─── ENTRIES

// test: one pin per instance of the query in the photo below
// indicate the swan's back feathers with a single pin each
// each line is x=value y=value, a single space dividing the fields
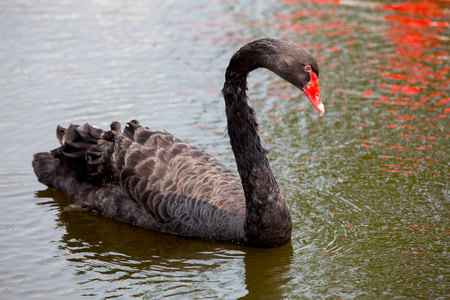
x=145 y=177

──────
─── ENTRIES

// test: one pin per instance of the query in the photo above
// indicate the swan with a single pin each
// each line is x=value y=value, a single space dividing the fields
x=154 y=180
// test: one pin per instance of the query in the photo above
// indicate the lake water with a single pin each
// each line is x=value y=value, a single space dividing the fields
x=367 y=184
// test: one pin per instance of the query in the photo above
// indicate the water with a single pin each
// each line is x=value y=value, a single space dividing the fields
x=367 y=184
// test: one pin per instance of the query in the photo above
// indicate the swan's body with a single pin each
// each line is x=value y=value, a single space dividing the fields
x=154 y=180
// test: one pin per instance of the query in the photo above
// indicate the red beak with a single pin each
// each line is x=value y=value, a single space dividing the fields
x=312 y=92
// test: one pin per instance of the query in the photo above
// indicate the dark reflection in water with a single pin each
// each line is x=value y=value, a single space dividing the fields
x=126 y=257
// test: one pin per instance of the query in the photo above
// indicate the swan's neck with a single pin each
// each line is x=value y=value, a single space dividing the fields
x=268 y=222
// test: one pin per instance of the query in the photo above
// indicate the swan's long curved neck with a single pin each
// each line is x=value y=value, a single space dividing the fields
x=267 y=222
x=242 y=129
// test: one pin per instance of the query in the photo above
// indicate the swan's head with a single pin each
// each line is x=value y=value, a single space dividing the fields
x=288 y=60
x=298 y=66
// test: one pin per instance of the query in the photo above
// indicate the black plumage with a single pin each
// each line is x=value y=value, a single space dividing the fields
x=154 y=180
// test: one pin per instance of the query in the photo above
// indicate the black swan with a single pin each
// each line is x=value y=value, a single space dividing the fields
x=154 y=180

──────
─── ENTRIES

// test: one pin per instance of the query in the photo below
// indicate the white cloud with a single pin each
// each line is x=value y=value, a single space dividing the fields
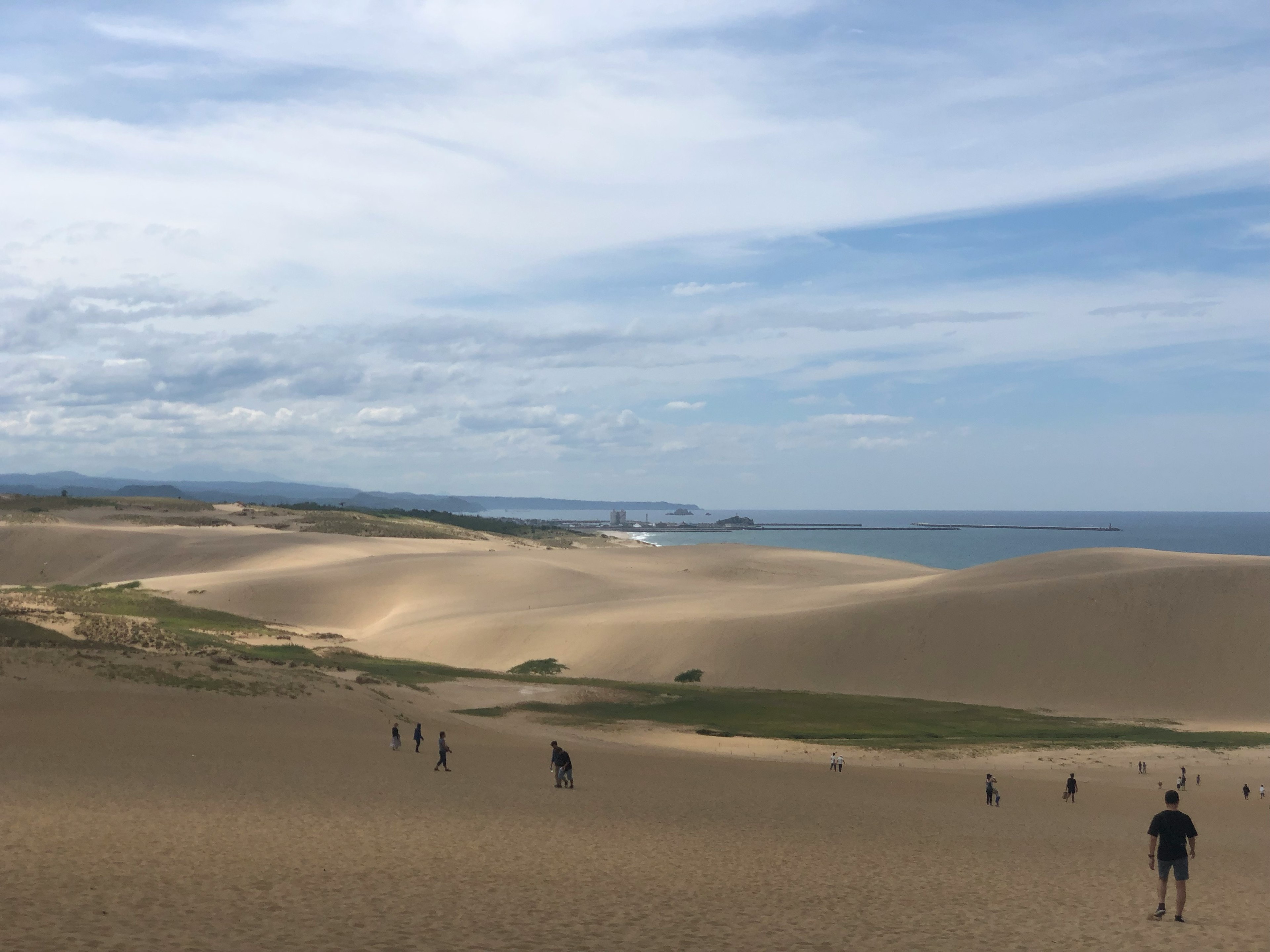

──────

** WRITTEN EXERCISE **
Show each line from the material above that contains the word "water". Case counts.

** OUTPUT OF THE TASK **
// indicate the lake water with a single pin each
// indicate the water with a single pin each
// indicate the dark reflection in water with a single pin each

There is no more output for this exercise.